__PAGE TEXT__

====================

The unicellular green microalga Botryosphaerella sudetica links plant‐like light protection with an algal lifestyle

Summary

Nonphotochemical quenching (NPQ) mechanisms fine-tune light utilisation in the photosynthetic antenna, for example, in response to excess light, to prevent photodamage. NPQ comprises distinct mechanisms, all contributing to photoprotection but acting on different time scales. Preferences for individual mechanisms and NPQ composition are proposed to reflect the organism’s lifestyle, especially regarding sessile vs motile styles, with the latter enabling photophobic responses. We analysed photoprotection in the nonmotile, unicellular chlorophycean microalga Botryosphaerella sudetica, belonging to a genus known to form high-light-exposed floating aquatic biofilms.
Growth, Chl fluorescence, its nuclear genome, and the expression of photoprotective genes were analysed in comparison with the motile chlorophycean microalga Chlamydomonas reinhardtii.

====================

__GIVEN DATA__
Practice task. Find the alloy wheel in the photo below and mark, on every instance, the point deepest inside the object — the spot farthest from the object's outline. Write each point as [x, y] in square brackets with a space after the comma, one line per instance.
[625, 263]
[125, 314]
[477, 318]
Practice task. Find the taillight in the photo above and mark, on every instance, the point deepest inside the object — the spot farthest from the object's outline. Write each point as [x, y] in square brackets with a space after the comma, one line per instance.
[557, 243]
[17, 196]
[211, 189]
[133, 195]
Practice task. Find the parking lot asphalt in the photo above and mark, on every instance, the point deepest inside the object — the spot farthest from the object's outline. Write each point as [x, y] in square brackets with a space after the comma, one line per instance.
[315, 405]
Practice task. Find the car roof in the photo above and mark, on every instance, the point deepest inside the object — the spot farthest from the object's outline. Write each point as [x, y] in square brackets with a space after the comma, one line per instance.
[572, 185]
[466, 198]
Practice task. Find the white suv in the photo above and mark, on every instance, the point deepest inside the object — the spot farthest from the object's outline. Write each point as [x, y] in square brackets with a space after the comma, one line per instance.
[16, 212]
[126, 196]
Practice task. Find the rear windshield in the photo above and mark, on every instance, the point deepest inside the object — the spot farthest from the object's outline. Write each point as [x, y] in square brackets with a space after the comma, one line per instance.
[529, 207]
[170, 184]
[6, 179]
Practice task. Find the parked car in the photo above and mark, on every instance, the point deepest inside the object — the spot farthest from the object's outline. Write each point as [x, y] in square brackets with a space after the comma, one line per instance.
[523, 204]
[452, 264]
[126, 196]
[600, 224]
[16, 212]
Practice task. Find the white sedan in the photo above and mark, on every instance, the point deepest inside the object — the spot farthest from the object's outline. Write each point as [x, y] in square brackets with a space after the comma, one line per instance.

====================

__PROBLEMS AND TASKS__
**1)** Rewrite the paragraph of the Botryosphaerella summary that begins "Nonphotochemical quenching (NPQ) mechanisms" as a short bulleted list that keeps its main facts.
**2)** In the Botryosphaerella summary, which motile microalga was Botryosphaerella sudetica compared with?
**3)** Carry on with the Botryosphaerella summary, starting after its last sentence.

__EXERCISE RESPONSES__
**1)**
- NPQ mechanisms fine-tune how the photosynthetic antenna uses light, e.g., under excess light, to prevent photodamage.
- NPQ includes distinct mechanisms that all aid photoprotection but act on different time scales.
- Which mechanisms an organism favors, and its NPQ composition, are proposed to reflect its lifestyle, especially sessile vs. motile; motility allows photophobic responses.
- The study examined photoprotection in Botryosphaerella sudetica, a nonmotile, unicellular chlorophycean microalga whose genus forms high-light-exposed floating aquatic biofilms.

**2)** Chlamydomonas reinhardtii, a motile chlorophycean microalga.

**3)**
These analyses revealed that B. sudetica is, in contrast to C. reinhardtii, equipped with a constitutive energy-dependent quenching (qE) mechanism based on the constitutive accumulation of protein PSBS, the thylakoid lumen pH-sensor, found throughout the green plant lineage. While qE was the predominant NPQ mechanism in B. sudetica and required zeaxanthin formation, state transitions (qT), which largely contributed to NPQ in C. reinhardtii, played a minor role.
These data demonstrate that a core set of NPQ mechanisms conserved in the Viridiplantae is shuffled to meet better the adaptive requirements imposed by the habitat.